Extract:
Characterization and Application of CRISPR/Cas Systems for Virus Interference and Diagnostics

Abstract

The development of molecular tools that enable precise manipulation and control of biological systems would allow for a broader understanding of cellular functions and applications in biotechnology, synthetic biology, and therapeutic research. The discovery of CRISPR/Cas systems and the understanding and repurposing of their mechanisms have revolutionized the field of molecular biology. Here, I identified and characterized novel CRISPR/Cas systems and applied them for different in vivo and in vitro applications.

In this work, I interrogated various Cas13 effector proteins and identified the most efficient Cas13 effector (CasRx) for in planta applications. I adapted CasRx to engineer plant immunity against different plant RNA viruses. CasRx showed robust activity and specificity against RNA viruses, demonstrating its suitability for studying key questions relating to virus biology. To expand the Cas13 toolbox and enable new applications, I performed a homology search of Cas13 enzymes in prokaryotic genomes and metagenomes, and identified previously uncharacterized, novel CRISPR/Cas13 effector proteins. I first identified and functionally characterized a small size, miniature Cas13 effector (named here as mCas13) and combined it with isothermal amplification to develop a simple and sensitive CRISPR-based SARS-CoV-2 diagnostic platform. In addition, I discovered and biochemically characterized the first known thermostable Cas13 proteins and showed that these thermostable proteins are phylogenetically related. I harnessed the unique features of these thermostable enzymes to develop the first one-pot, RT-LAMP coupled Cas13-based nucleic acid detection assay, which was utilized for highly sensitive, specific, and easily programmable detection of SARS-CoV-2 and other viruses.

Saved entries:
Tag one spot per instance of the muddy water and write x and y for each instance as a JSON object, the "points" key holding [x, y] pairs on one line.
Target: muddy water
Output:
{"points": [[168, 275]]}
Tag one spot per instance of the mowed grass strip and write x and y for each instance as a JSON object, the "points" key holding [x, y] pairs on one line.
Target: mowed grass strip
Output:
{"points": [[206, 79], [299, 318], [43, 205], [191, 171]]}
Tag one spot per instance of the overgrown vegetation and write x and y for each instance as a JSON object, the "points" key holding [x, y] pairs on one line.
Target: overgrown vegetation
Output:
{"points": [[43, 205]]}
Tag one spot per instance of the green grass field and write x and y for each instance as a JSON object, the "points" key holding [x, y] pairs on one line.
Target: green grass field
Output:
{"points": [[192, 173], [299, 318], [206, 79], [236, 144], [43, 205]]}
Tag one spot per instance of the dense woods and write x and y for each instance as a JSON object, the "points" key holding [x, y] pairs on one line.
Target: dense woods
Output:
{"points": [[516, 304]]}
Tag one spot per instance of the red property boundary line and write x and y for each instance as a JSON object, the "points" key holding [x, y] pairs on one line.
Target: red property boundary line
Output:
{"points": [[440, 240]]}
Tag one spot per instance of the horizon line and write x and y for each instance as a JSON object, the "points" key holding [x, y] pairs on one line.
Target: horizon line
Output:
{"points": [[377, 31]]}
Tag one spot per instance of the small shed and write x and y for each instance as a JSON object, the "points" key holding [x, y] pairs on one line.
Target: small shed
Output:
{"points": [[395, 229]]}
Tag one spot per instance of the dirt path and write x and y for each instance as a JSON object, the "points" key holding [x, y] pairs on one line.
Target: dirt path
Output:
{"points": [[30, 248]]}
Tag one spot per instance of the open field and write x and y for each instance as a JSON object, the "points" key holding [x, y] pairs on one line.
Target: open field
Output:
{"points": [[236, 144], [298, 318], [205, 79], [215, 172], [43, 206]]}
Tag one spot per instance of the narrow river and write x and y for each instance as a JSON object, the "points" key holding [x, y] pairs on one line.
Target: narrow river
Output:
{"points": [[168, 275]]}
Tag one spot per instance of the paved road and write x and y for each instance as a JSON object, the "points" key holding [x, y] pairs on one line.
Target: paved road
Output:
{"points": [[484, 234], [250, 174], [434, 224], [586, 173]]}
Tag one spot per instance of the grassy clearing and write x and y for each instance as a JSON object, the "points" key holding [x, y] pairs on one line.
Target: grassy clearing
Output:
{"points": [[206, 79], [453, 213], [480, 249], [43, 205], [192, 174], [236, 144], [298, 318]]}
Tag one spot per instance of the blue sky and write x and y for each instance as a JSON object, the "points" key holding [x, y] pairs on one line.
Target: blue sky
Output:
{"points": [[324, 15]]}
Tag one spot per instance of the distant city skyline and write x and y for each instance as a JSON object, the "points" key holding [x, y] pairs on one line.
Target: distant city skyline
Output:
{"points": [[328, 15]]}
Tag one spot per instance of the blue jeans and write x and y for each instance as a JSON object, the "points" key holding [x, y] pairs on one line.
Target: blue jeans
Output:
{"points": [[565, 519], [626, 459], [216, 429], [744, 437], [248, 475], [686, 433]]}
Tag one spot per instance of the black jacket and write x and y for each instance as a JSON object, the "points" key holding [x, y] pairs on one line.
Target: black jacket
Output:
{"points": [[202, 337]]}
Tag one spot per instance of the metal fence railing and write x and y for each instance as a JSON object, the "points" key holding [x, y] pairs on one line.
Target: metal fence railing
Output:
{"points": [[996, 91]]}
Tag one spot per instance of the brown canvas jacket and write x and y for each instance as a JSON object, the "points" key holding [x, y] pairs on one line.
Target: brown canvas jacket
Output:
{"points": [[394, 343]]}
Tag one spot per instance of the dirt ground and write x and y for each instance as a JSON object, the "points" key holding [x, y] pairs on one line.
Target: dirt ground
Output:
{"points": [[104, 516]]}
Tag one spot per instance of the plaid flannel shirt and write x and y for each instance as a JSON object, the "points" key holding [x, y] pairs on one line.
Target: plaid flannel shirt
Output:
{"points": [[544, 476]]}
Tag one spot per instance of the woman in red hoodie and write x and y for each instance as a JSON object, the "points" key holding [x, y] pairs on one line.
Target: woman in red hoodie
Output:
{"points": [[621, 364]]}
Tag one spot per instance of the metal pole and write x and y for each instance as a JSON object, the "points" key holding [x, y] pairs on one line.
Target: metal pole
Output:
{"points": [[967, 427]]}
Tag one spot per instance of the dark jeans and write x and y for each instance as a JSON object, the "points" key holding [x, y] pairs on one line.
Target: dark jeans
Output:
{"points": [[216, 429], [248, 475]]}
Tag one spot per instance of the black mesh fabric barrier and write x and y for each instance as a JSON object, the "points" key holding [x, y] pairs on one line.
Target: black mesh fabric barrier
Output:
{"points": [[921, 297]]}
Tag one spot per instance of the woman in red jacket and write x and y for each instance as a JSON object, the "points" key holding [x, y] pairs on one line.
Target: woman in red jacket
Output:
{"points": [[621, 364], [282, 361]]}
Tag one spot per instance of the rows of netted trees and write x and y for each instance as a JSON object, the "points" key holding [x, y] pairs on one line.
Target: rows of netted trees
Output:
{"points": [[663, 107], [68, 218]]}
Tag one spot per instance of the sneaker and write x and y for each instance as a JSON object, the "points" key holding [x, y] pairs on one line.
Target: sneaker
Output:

Problem description: Please update the abstract, starting with "The development of" and going on through "in vitro applications.", so that "biotechnology" becomes "bioengineering".

Output of the task:
The development of molecular tools that enable precise manipulation and control of biological systems would allow for a broader understanding of cellular functions and applications in bioengineering, synthetic biology, and therapeutic research. The discovery of CRISPR/Cas systems and the understanding and repurposing of their mechanisms have revolutionized the field of molecular biology. Here, I identified and characterized novel CRISPR/Cas systems and applied them for different in vivo and in vitro applications.